● **INSTRUCTIONS TO FOLLOW**:
Reproduce the data below verbatim, from the line containing "Where can you find the white light" through the line containing "point(152, 435)", including both of those lines.

[Stored dataset items]

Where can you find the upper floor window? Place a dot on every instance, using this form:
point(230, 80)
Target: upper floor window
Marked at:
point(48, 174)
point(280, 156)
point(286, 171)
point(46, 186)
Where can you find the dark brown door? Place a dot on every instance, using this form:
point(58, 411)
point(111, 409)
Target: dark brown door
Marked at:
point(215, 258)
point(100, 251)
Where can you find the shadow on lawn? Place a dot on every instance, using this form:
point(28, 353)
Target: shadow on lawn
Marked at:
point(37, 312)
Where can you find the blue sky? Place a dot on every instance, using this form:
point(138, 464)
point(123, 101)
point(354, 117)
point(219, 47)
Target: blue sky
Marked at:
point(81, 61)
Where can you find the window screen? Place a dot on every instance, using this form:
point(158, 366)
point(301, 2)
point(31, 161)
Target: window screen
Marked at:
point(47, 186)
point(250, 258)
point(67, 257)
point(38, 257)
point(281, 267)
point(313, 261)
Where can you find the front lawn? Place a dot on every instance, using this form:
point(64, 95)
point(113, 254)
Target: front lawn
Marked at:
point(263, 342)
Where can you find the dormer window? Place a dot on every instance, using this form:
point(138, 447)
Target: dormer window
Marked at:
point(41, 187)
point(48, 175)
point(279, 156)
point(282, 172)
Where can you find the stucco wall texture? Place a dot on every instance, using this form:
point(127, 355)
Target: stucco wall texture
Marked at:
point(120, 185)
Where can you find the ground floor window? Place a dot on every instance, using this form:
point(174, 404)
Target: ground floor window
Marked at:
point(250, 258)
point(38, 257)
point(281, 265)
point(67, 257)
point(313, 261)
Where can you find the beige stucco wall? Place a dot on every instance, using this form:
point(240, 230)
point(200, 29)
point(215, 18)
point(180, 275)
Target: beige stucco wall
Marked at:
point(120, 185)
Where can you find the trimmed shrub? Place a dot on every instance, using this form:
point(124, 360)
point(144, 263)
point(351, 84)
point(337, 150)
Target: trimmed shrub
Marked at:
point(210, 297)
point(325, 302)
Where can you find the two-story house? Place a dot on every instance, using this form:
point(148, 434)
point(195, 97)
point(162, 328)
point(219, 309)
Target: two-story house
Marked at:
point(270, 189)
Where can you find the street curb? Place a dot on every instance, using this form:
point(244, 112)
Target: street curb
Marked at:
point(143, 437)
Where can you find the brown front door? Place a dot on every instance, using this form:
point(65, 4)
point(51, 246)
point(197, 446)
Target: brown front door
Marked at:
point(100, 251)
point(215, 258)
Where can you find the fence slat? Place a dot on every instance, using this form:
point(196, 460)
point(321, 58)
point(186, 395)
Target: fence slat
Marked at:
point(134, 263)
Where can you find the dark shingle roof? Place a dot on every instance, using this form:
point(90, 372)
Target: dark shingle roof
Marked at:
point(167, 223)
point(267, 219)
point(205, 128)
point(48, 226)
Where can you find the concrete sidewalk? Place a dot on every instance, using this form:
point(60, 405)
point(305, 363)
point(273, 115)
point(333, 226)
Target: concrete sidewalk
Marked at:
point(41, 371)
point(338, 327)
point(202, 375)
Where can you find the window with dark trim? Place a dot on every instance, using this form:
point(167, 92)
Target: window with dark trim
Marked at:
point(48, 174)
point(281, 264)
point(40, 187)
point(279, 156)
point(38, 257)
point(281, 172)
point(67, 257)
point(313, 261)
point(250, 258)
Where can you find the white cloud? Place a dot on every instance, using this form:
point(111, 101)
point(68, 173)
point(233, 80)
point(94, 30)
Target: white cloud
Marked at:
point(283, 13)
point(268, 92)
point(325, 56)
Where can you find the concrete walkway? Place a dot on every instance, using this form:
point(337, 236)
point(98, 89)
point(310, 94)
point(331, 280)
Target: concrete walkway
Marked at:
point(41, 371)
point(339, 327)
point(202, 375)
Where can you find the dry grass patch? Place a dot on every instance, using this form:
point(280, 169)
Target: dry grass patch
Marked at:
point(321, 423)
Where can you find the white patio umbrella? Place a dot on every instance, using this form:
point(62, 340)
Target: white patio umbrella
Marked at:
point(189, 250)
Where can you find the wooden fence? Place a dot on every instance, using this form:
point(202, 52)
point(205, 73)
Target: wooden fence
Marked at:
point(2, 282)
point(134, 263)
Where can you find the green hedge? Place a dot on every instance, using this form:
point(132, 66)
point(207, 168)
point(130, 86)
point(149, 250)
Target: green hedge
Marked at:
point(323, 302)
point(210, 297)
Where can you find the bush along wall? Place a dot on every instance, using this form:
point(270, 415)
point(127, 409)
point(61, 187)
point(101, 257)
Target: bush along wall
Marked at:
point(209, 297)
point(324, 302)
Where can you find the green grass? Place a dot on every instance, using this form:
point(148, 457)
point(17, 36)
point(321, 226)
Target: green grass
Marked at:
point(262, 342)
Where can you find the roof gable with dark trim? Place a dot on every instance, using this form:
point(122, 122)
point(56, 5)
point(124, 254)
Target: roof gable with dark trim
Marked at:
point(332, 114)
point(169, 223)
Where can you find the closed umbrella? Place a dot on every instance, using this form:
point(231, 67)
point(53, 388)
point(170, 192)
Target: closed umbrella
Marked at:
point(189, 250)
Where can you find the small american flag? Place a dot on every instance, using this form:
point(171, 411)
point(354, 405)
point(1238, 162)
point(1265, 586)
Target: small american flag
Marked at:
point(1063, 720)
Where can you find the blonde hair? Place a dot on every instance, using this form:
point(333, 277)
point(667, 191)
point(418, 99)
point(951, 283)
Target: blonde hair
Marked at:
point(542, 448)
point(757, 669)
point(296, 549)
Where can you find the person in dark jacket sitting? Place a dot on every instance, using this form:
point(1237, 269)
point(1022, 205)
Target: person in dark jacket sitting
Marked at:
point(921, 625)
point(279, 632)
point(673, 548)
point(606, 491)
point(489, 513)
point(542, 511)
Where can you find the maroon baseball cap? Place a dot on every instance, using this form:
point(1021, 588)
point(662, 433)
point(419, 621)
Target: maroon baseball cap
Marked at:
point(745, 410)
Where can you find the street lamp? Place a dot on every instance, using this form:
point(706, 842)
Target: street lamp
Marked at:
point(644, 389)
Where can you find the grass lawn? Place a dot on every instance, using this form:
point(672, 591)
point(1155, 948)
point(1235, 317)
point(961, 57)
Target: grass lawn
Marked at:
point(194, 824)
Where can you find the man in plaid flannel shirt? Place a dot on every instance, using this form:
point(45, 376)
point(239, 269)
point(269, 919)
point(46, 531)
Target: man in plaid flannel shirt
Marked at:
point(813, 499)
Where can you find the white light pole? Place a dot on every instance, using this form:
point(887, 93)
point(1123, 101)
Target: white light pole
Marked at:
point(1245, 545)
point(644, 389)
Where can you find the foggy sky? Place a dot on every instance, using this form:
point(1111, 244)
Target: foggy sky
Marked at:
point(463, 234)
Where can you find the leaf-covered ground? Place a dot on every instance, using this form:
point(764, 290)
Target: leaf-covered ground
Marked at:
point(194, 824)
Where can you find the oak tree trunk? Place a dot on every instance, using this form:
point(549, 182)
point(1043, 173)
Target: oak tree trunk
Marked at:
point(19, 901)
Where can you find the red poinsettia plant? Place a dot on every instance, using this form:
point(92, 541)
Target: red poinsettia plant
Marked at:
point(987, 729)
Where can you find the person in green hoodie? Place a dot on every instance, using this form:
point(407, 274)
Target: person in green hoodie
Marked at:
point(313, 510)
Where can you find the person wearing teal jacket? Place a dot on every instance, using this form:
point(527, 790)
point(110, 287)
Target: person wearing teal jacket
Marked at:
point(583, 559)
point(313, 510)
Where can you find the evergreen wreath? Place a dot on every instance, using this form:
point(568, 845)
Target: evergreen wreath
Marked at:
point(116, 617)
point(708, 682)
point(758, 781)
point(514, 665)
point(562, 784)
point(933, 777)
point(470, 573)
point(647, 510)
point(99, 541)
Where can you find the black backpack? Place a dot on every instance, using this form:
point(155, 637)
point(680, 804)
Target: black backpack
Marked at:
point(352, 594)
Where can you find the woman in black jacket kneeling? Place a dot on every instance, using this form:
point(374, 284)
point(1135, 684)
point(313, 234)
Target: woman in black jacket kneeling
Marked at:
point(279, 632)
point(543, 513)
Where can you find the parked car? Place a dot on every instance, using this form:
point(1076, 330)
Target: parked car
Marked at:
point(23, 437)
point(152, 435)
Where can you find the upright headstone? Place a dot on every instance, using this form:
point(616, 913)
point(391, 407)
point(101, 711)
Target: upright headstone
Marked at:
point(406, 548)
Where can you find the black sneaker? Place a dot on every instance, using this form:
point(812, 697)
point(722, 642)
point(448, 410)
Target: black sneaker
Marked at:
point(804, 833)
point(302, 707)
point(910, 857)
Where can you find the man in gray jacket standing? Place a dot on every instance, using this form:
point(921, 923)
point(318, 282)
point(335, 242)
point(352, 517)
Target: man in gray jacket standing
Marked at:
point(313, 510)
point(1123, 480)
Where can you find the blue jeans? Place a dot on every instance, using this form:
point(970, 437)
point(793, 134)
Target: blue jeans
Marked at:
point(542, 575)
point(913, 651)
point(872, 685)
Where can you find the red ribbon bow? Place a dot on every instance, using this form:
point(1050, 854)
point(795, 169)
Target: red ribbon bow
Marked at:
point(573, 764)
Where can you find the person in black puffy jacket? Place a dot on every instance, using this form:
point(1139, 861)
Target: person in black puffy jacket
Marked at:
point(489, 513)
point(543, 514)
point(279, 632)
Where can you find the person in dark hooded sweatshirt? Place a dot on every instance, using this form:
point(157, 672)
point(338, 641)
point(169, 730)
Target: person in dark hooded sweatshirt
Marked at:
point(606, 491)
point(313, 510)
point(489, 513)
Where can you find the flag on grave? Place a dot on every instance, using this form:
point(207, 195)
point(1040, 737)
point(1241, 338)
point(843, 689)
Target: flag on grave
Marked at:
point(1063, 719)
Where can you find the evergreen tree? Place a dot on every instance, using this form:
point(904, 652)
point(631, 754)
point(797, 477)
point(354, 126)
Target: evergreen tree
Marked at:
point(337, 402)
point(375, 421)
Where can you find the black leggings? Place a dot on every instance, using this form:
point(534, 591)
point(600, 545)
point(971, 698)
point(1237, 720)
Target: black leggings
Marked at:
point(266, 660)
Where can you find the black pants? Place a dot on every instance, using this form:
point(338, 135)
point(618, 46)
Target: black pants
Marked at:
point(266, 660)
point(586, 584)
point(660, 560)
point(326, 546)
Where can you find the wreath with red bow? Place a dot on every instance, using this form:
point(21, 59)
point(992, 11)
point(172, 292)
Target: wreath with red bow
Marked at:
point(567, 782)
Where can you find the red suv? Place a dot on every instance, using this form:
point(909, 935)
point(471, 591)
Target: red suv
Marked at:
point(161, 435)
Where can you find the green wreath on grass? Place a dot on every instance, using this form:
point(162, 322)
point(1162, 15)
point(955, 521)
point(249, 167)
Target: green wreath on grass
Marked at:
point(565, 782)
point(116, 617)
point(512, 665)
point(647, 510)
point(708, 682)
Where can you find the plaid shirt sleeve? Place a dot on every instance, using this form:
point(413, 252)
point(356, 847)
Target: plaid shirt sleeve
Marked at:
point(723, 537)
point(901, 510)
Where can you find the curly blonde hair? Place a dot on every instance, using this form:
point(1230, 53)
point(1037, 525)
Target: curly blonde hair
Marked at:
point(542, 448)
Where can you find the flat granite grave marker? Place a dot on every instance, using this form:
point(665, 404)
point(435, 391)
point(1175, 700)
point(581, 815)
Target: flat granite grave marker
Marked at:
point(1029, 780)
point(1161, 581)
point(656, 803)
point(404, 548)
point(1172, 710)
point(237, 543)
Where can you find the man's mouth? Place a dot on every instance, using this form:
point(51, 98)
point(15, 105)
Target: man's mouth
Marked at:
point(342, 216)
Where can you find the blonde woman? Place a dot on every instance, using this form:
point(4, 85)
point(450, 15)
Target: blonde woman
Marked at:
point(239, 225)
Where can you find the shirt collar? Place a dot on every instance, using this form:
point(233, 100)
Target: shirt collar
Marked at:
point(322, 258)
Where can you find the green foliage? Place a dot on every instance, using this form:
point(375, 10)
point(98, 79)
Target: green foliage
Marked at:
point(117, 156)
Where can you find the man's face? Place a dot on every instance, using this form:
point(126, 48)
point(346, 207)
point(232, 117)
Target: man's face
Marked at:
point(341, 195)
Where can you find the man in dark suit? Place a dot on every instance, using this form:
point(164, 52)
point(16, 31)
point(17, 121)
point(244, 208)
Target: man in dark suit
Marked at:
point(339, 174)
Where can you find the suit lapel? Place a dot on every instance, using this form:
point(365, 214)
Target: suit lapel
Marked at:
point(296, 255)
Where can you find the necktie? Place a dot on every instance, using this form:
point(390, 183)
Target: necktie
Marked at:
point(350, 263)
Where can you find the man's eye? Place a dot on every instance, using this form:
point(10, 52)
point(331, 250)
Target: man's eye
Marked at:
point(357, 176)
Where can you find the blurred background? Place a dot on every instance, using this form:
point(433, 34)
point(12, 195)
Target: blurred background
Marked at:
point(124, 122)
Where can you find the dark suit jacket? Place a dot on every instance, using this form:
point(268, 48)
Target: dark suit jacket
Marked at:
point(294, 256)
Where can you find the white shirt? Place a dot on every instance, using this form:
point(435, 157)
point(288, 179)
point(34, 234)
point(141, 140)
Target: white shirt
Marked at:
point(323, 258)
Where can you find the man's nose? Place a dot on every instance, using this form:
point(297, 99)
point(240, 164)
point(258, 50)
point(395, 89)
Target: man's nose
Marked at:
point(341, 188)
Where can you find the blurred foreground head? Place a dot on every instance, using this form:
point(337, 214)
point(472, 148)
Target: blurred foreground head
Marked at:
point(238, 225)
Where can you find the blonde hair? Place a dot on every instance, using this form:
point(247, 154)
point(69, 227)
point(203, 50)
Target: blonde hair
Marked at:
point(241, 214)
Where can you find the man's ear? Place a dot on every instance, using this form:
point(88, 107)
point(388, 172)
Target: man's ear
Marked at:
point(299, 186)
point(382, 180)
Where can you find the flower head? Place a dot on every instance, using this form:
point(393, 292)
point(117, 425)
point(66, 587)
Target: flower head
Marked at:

● **SOLUTION**:
Where can you find the white light pole? Place a dot on every instance, using this form:
point(887, 93)
point(1123, 101)
Target: white light pole
Marked at:
point(1245, 545)
point(644, 389)
Where can you find the foggy sky? Place a dot on every instance, using this form:
point(1111, 244)
Target: foggy sky
Marked at:
point(463, 234)
Where can you find the leaf-covered ground? Place a dot on every instance, using this form:
point(764, 290)
Target: leaf-covered ground
Marked at:
point(194, 824)
Where can you find the oak tree trunk? Place a dot on every instance, using this form:
point(549, 182)
point(1043, 173)
Target: oak tree trunk
Marked at:
point(19, 901)
Where can you find the red poinsettia plant? Place a dot on every instance, using this form:
point(92, 541)
Target: red poinsettia plant
Marked at:
point(987, 729)
Where can you find the person in green hoodie? Place a dot on every instance, using this form:
point(407, 274)
Target: person in green hoodie
Marked at:
point(313, 510)
Where can you find the person wearing teal jacket? Place a dot on every instance, using this form:
point(527, 790)
point(110, 287)
Target: person wearing teal jacket
Marked at:
point(583, 559)
point(313, 510)
Where can you find the evergreen wreath? Place a dot on every instance, using this form:
point(568, 845)
Target: evergreen wreath
Marked at:
point(116, 617)
point(708, 682)
point(758, 781)
point(514, 665)
point(562, 784)
point(933, 777)
point(470, 573)
point(647, 510)
point(99, 541)
Where can you find the black backpack? Place a dot on every instance, using this form:
point(155, 637)
point(680, 804)
Target: black backpack
Marked at:
point(352, 594)
Where can you find the woman in black jacket kneeling? Place a dot on every instance, using this form:
point(374, 284)
point(1135, 684)
point(313, 234)
Target: woman in black jacket kneeling
Marked at:
point(279, 632)
point(543, 513)
Where can you find the parked car? Place a dot on every instance, using this form:
point(1076, 330)
Target: parked car
Marked at:
point(23, 437)
point(152, 435)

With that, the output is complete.